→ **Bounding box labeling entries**
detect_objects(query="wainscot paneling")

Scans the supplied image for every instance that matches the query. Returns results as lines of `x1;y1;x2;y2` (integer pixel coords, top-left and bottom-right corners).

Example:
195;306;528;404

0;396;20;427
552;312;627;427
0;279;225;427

→ **TASK TO COMPLETE**
Please resize all the items by writing out every line again, requests included, with each coordinate in the answers multiplied by 2.35 and rounded to a whole number, halves rounding up. Leave the numbers in the requests and their sample lines unchanged.

→ **CORRECT OUTPUT**
detect_objects(query="wainscot paneling")

Scans the supplied image for every instance that matches the query. Returns results as lines of `x1;y1;x2;y2` (integer pixel coords, top-left and bottom-right corners).

Example:
195;306;528;404

0;931;47;1003
1297;733;1473;1003
0;656;529;1003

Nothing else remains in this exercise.